TRECHO APRESENTADO
# # # # #
Publicado em 1 de abril de 2019 às 06:00

- Atualizado há um ano

. Crédito: Foto: Almiro Lopes/ CORREIO

Faz pouco tempo que ela começou o estágio. Por que não ficar um dia até mais tarde para concluir logo essa tarefa? É aí que o chefe puxa uma conversa: ‘como você é eficiente, assim vai longe’. Em seguida, mais elogios - ‘tão bonita, tão inteligente’. Outro dia, um presente: ‘é pelo seu bom desempenho. O que acha de conversamos melhor depois daqui?’.
# # # # #
(Entradas de dados extraídos)
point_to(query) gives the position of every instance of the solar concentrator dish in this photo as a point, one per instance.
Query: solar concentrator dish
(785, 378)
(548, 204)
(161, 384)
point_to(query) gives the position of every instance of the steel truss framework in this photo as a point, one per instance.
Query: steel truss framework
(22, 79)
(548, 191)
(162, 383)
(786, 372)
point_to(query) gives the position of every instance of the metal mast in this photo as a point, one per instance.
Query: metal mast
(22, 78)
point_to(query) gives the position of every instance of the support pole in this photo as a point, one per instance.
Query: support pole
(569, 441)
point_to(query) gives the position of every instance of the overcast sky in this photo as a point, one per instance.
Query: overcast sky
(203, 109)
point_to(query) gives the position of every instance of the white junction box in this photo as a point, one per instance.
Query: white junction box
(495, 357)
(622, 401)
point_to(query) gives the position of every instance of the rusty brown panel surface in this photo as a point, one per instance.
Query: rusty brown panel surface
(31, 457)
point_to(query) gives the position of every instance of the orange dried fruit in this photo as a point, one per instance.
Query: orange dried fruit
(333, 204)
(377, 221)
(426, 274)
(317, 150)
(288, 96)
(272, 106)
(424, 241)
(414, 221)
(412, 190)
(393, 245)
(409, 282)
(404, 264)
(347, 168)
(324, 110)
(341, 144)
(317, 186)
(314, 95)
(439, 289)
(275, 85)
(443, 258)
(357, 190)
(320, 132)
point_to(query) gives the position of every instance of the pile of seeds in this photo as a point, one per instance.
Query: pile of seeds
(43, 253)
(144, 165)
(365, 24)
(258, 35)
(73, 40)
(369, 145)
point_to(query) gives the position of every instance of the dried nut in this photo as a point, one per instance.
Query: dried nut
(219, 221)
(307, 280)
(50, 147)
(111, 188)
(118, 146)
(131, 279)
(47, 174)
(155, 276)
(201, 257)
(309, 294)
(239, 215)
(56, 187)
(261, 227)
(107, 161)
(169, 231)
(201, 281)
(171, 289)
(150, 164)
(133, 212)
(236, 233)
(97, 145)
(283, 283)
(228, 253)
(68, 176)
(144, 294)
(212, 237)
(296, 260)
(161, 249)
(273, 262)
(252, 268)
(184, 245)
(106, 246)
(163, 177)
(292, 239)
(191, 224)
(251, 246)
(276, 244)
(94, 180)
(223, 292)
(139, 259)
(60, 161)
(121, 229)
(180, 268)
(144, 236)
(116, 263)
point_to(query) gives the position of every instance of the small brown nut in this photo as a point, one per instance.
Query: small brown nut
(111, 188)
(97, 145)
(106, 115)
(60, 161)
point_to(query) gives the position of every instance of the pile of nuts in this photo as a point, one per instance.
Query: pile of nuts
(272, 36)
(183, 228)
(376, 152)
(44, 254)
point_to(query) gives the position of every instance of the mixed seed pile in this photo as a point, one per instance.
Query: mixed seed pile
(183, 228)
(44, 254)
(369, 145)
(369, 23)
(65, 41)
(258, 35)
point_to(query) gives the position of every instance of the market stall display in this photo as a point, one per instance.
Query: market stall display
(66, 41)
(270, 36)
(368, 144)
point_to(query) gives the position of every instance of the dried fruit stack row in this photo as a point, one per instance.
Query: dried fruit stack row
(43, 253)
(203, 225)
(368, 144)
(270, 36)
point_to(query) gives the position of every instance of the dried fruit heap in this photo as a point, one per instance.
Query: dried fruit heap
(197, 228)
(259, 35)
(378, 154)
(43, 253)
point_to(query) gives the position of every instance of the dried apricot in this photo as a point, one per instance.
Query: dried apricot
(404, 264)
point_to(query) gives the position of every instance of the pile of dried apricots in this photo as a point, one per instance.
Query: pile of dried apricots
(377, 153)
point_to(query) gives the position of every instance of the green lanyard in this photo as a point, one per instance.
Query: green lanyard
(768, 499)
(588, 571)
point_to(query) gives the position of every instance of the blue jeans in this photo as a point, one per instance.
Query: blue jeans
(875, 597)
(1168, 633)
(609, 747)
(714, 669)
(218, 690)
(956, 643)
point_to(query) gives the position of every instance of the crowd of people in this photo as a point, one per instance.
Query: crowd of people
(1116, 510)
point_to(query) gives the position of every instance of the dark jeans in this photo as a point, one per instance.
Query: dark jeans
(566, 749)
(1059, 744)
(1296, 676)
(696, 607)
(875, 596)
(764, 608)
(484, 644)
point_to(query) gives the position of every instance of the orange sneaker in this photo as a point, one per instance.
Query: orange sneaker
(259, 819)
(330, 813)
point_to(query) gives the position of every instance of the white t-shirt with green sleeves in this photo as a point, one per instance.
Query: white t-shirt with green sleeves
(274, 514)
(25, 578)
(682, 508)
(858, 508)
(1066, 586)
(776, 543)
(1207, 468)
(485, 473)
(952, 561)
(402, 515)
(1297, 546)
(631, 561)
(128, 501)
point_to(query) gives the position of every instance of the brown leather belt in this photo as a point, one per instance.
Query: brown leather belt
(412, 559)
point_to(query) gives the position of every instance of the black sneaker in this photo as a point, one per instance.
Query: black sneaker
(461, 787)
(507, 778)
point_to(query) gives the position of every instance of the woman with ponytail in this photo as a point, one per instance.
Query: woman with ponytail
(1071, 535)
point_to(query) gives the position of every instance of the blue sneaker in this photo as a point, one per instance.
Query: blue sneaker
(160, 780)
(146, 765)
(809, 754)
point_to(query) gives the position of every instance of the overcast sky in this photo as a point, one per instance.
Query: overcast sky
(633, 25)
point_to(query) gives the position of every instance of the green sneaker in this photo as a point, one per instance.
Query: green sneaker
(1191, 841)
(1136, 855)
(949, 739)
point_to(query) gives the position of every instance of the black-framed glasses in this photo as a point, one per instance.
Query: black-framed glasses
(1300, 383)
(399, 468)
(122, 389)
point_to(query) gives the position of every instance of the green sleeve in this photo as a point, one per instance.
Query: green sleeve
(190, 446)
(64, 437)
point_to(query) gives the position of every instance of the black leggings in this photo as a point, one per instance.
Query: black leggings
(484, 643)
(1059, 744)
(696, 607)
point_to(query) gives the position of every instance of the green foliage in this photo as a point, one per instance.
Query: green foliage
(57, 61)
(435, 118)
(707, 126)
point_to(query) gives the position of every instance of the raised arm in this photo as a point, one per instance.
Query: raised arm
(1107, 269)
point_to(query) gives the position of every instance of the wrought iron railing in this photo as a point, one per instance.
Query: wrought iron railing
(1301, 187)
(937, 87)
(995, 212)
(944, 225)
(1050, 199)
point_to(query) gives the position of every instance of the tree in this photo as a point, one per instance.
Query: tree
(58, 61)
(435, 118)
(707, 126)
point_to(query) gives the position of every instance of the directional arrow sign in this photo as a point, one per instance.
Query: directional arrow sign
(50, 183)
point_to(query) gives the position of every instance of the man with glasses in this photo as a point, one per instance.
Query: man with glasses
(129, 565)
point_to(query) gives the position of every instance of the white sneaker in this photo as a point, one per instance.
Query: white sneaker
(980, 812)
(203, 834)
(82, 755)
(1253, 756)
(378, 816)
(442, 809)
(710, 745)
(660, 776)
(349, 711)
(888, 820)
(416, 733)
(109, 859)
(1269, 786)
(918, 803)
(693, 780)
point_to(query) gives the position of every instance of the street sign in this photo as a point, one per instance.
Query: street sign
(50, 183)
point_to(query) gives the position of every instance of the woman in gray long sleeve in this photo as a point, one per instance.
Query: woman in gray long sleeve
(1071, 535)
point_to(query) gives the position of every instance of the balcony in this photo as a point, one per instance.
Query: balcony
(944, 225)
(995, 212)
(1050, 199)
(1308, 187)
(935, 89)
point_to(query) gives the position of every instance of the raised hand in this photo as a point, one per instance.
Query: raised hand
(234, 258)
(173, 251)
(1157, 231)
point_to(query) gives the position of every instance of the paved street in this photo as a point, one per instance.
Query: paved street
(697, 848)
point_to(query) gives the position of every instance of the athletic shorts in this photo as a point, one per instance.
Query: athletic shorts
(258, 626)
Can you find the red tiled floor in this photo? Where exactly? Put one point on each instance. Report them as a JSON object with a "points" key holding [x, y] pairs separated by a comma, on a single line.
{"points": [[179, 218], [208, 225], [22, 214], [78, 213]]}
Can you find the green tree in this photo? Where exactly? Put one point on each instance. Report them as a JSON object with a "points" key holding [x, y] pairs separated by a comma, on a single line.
# # # # #
EXERCÍCIO ESCRITO 1
Liste todas as falas do chefe que aparecem entre aspas no trecho sobre o estágio.
EXERCÍCIO ESCRITO 2
Dê continuidade ao trecho sobre o estágio, começando logo após a última frase.

RESPOSTA ESPERADA 1
- como você é eficiente, assim vai longe
- tão bonita, tão inteligente
- é pelo seu bom desempenho. O que acha de conversamos melhor depois daqui?

RESPOSTA ESPERADA 2
Esta é só uma das muitas situações de assédio que se tornam cada vez mais comuns no ambiente de trabalho. A fim de combater esse comportamento e esclarecer que elementos configuram o assédio moral e sexual, a Procuradoria Geral do Estado da Bahia (PGE) lançou, na última semana, a Cartilha Assédio Moral e Sexual no Ambiente de Trabalho.  'Falar dele [assédio] ajuda as pessoas  a identificarem estas situações e combatê-las', afirma Luciane Rosa Croda (Foto: Almiro Lopes/ CORREIO) A versão digital do material educativo está disponível no site da Procuradoria. “Precisamos falar sobre assédio. Se você não fala do problema é porque ele não existe, no ambiente corporativo ele acaba escondendo uma cultura perversa. Falar dele ajuda as pessoas a identificar essas situações e combatê-las”, afirma a procuradora-geral adjunta da PGE, Luciane Rosa Croda.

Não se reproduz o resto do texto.